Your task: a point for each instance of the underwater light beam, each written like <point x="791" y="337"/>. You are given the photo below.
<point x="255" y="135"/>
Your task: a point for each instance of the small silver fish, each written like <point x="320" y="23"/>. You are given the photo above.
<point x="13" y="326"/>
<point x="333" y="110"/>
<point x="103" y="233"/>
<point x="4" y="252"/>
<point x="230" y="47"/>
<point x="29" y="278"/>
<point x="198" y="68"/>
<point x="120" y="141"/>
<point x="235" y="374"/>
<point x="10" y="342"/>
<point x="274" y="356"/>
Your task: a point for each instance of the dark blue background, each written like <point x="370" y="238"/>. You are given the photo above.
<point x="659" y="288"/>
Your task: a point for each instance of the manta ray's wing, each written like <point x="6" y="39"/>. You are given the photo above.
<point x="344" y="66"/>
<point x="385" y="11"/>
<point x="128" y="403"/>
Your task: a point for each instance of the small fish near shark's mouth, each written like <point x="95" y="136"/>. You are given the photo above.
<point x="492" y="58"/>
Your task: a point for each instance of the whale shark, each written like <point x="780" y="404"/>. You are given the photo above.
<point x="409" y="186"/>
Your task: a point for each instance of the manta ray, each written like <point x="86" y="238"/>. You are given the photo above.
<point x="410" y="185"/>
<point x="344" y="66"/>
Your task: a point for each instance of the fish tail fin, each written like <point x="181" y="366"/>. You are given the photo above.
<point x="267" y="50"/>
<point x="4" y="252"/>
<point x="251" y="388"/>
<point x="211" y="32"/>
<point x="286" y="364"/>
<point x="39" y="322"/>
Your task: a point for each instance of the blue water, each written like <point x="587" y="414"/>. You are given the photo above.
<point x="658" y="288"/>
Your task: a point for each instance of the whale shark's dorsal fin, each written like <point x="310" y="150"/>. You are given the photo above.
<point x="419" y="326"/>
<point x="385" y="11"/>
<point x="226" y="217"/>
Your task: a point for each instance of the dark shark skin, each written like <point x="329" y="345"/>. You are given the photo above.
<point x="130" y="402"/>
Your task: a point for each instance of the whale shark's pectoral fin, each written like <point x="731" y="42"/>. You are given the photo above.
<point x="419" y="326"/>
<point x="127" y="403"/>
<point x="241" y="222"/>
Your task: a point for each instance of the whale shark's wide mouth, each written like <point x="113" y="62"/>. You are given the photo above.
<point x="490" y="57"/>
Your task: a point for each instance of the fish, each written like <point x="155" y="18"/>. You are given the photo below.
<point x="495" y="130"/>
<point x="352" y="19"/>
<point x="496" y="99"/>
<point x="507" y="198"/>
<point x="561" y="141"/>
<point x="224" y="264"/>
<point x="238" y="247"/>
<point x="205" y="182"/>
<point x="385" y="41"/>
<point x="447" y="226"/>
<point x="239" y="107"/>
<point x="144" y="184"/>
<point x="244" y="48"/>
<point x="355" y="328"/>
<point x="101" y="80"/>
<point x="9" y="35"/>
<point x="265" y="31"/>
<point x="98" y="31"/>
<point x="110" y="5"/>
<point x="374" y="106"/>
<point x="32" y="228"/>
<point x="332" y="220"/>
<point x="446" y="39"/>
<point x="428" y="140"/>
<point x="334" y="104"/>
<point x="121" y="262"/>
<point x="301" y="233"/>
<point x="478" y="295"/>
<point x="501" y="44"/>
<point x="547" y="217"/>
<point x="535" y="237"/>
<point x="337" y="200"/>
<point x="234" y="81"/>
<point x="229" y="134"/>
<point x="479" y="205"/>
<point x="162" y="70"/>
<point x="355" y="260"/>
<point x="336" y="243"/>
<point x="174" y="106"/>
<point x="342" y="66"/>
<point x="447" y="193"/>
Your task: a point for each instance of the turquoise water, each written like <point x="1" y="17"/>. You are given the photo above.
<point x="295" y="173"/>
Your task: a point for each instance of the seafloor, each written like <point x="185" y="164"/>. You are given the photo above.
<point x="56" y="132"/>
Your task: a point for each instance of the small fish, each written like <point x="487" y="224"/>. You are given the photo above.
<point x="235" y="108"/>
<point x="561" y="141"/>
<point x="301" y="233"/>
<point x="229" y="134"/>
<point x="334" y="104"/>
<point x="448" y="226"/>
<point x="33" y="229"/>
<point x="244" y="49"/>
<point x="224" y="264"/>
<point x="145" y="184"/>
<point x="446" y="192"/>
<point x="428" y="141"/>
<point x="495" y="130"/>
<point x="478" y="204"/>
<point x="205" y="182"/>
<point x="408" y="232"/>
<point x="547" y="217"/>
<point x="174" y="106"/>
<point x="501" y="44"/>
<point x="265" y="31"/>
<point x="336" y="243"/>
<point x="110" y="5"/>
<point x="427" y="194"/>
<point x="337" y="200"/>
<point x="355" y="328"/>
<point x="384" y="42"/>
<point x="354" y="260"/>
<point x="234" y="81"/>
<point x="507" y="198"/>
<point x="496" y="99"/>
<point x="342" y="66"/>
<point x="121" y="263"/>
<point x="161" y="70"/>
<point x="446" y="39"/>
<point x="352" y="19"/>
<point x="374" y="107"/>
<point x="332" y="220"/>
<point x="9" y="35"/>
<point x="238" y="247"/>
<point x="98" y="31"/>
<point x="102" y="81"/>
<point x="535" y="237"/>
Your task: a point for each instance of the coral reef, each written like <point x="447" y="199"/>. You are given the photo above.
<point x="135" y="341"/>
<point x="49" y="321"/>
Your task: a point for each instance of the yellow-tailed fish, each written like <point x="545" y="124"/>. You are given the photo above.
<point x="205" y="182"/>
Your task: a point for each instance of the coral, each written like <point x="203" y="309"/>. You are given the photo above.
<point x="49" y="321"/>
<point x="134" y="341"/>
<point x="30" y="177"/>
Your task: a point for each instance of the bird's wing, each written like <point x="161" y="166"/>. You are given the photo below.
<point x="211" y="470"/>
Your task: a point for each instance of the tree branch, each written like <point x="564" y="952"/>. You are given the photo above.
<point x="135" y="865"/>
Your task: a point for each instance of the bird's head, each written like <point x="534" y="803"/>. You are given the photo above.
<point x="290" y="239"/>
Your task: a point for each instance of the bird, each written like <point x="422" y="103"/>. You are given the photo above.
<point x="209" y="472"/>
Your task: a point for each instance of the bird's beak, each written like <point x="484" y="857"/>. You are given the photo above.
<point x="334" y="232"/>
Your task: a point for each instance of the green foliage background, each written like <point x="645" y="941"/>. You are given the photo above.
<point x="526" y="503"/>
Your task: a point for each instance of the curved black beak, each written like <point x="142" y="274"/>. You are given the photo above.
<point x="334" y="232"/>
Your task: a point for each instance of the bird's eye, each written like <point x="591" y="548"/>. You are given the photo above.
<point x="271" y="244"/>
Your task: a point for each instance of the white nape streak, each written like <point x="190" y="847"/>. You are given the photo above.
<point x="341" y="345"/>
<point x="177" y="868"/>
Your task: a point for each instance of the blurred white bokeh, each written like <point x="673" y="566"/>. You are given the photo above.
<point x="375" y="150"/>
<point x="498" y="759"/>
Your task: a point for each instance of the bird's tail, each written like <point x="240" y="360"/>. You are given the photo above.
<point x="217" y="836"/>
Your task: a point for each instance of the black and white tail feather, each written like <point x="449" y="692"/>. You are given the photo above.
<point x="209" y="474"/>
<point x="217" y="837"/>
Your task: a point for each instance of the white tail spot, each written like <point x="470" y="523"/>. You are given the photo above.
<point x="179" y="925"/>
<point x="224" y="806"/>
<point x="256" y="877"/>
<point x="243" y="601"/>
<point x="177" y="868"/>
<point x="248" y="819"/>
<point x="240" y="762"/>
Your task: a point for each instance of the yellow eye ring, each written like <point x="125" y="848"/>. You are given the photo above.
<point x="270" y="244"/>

———

Reproduce the full listing word for word.

• **Response**
Your task: a point for each instance of the underwater light beam, each written like <point x="791" y="337"/>. You are given the photo below.
<point x="255" y="135"/>
Your task: a point for each instance of the small silver fish, each written like <point x="320" y="23"/>. You are given the photo above.
<point x="13" y="326"/>
<point x="333" y="110"/>
<point x="103" y="233"/>
<point x="4" y="252"/>
<point x="230" y="47"/>
<point x="29" y="278"/>
<point x="198" y="68"/>
<point x="120" y="141"/>
<point x="235" y="374"/>
<point x="10" y="342"/>
<point x="274" y="356"/>
Your task: a point for each instance of the dark blue background, each written like <point x="370" y="238"/>. You are given the photo above.
<point x="659" y="288"/>
Your task: a point for each instance of the manta ray's wing, each written like <point x="6" y="39"/>. You are given the photo above.
<point x="344" y="66"/>
<point x="385" y="11"/>
<point x="128" y="403"/>
Your task: a point for each instance of the small fish near shark's mouth, each written like <point x="95" y="136"/>. You are given the photo above.
<point x="492" y="58"/>
Your task: a point for each instance of the whale shark, each written like <point x="780" y="404"/>. You are given the photo above.
<point x="409" y="186"/>
Your task: a point for each instance of the manta ray, each written like <point x="86" y="238"/>. You are given the photo above.
<point x="410" y="185"/>
<point x="344" y="66"/>
Your task: a point for each instance of the fish tail fin, each written like <point x="181" y="366"/>. You are given the photo above.
<point x="267" y="50"/>
<point x="4" y="252"/>
<point x="251" y="388"/>
<point x="211" y="32"/>
<point x="286" y="364"/>
<point x="39" y="322"/>
Your task: a point for each instance of the blue water, each written like <point x="587" y="414"/>. You are given the photo above.
<point x="658" y="288"/>
Your task: a point for each instance of the whale shark's dorsal fin, each written like <point x="310" y="150"/>. You are given the photo above.
<point x="419" y="326"/>
<point x="385" y="11"/>
<point x="226" y="217"/>
Your task: a point for each instance of the dark shark skin, each written like <point x="329" y="345"/>. You are given the photo above.
<point x="130" y="402"/>
Your task: a point for each instance of the whale shark's pectoral fin, each written like <point x="731" y="42"/>. You are given the photo above.
<point x="419" y="326"/>
<point x="127" y="403"/>
<point x="241" y="222"/>
Your task: a point for each instance of the whale shark's wide mouth, each written like <point x="113" y="62"/>. You are given the photo above.
<point x="490" y="57"/>
Your task: a point for each instance of the fish, each written like <point x="155" y="18"/>. You are given the photo below.
<point x="495" y="130"/>
<point x="352" y="19"/>
<point x="496" y="99"/>
<point x="507" y="198"/>
<point x="561" y="141"/>
<point x="224" y="264"/>
<point x="238" y="247"/>
<point x="205" y="182"/>
<point x="385" y="41"/>
<point x="447" y="226"/>
<point x="239" y="107"/>
<point x="144" y="184"/>
<point x="244" y="48"/>
<point x="355" y="328"/>
<point x="101" y="80"/>
<point x="9" y="35"/>
<point x="265" y="31"/>
<point x="98" y="31"/>
<point x="110" y="5"/>
<point x="374" y="106"/>
<point x="32" y="228"/>
<point x="332" y="220"/>
<point x="446" y="39"/>
<point x="428" y="140"/>
<point x="334" y="104"/>
<point x="121" y="262"/>
<point x="301" y="233"/>
<point x="478" y="295"/>
<point x="501" y="44"/>
<point x="547" y="217"/>
<point x="535" y="237"/>
<point x="337" y="200"/>
<point x="234" y="81"/>
<point x="229" y="134"/>
<point x="479" y="205"/>
<point x="162" y="70"/>
<point x="355" y="260"/>
<point x="336" y="243"/>
<point x="174" y="106"/>
<point x="342" y="66"/>
<point x="447" y="193"/>
Your task: a point for each instance of the turquoise water, each written like <point x="1" y="17"/>. You are given the photo above.
<point x="295" y="173"/>
Your task: a point for each instance of the seafloor, each written like <point x="185" y="164"/>. You are given the photo above.
<point x="56" y="132"/>
Your task: a point for each instance of the small fish, each written like <point x="487" y="224"/>. You are given the photo above.
<point x="235" y="108"/>
<point x="561" y="141"/>
<point x="301" y="233"/>
<point x="229" y="134"/>
<point x="334" y="104"/>
<point x="448" y="226"/>
<point x="33" y="229"/>
<point x="244" y="49"/>
<point x="224" y="264"/>
<point x="145" y="184"/>
<point x="446" y="192"/>
<point x="428" y="141"/>
<point x="495" y="130"/>
<point x="478" y="204"/>
<point x="205" y="182"/>
<point x="408" y="232"/>
<point x="547" y="217"/>
<point x="174" y="106"/>
<point x="501" y="44"/>
<point x="265" y="31"/>
<point x="336" y="243"/>
<point x="110" y="5"/>
<point x="427" y="194"/>
<point x="337" y="200"/>
<point x="355" y="328"/>
<point x="384" y="42"/>
<point x="354" y="260"/>
<point x="234" y="81"/>
<point x="507" y="198"/>
<point x="496" y="99"/>
<point x="342" y="66"/>
<point x="121" y="263"/>
<point x="161" y="70"/>
<point x="446" y="39"/>
<point x="352" y="19"/>
<point x="374" y="107"/>
<point x="332" y="220"/>
<point x="9" y="35"/>
<point x="238" y="247"/>
<point x="98" y="31"/>
<point x="102" y="81"/>
<point x="535" y="237"/>
Your task: a point for each instance of the coral reef, each written like <point x="447" y="199"/>. You are given the photo above.
<point x="135" y="341"/>
<point x="49" y="321"/>
Your task: a point for each instance of the yellow-tailed fish, each written like <point x="545" y="124"/>. You are given the photo above.
<point x="205" y="182"/>
Your task: a point for each instance of the coral, each written like <point x="203" y="309"/>. You are given the photo above.
<point x="49" y="321"/>
<point x="134" y="341"/>
<point x="30" y="177"/>
Your task: a point for each instance of the bird's wing, each written like <point x="161" y="166"/>. You are given the photo below.
<point x="211" y="470"/>
Your task: a point for each instance of the tree branch, each written like <point x="564" y="952"/>. You are given the photo above.
<point x="135" y="865"/>
Your task: a point for each instance of the bird's head, each written like <point x="534" y="803"/>. You are given the photo above.
<point x="290" y="239"/>
Your task: a point for each instance of the bird, each written like <point x="422" y="103"/>. You are given the photo above.
<point x="209" y="472"/>
Your task: a point for each instance of the bird's beak, each written like <point x="484" y="857"/>. You are given the photo above.
<point x="334" y="232"/>
Your task: a point for each instance of the green foliage background, each written like <point x="645" y="941"/>. You are given the photo above.
<point x="526" y="503"/>
Your task: a point for each instance of the curved black beak, each written like <point x="142" y="274"/>. You are given the photo above.
<point x="334" y="232"/>
Your task: a point for each instance of the bird's eye, each written like <point x="591" y="548"/>. You are given the photo above.
<point x="271" y="244"/>
Your task: a point for each instance of the white nape streak, each written like <point x="190" y="847"/>. You are given the photo above.
<point x="341" y="345"/>
<point x="177" y="868"/>
Your task: a point for each instance of the blurred white bokeh, each written like <point x="673" y="566"/>. You are given the photo above.
<point x="375" y="150"/>
<point x="498" y="759"/>
Your task: a point for each instance of the bird's tail, each written like <point x="240" y="360"/>. You are given the photo above.
<point x="217" y="836"/>
Your task: a point for each instance of the black and white tail feather, each written like <point x="449" y="692"/>. You are given the photo above.
<point x="209" y="474"/>
<point x="217" y="837"/>
Your task: a point for each instance of the white tail spot, each written like <point x="470" y="523"/>. You are given the photo above.
<point x="179" y="925"/>
<point x="224" y="806"/>
<point x="256" y="877"/>
<point x="243" y="601"/>
<point x="177" y="868"/>
<point x="248" y="819"/>
<point x="240" y="762"/>
Your task: a point for each instance of the yellow eye ring, each written like <point x="125" y="848"/>. You are given the photo above.
<point x="270" y="244"/>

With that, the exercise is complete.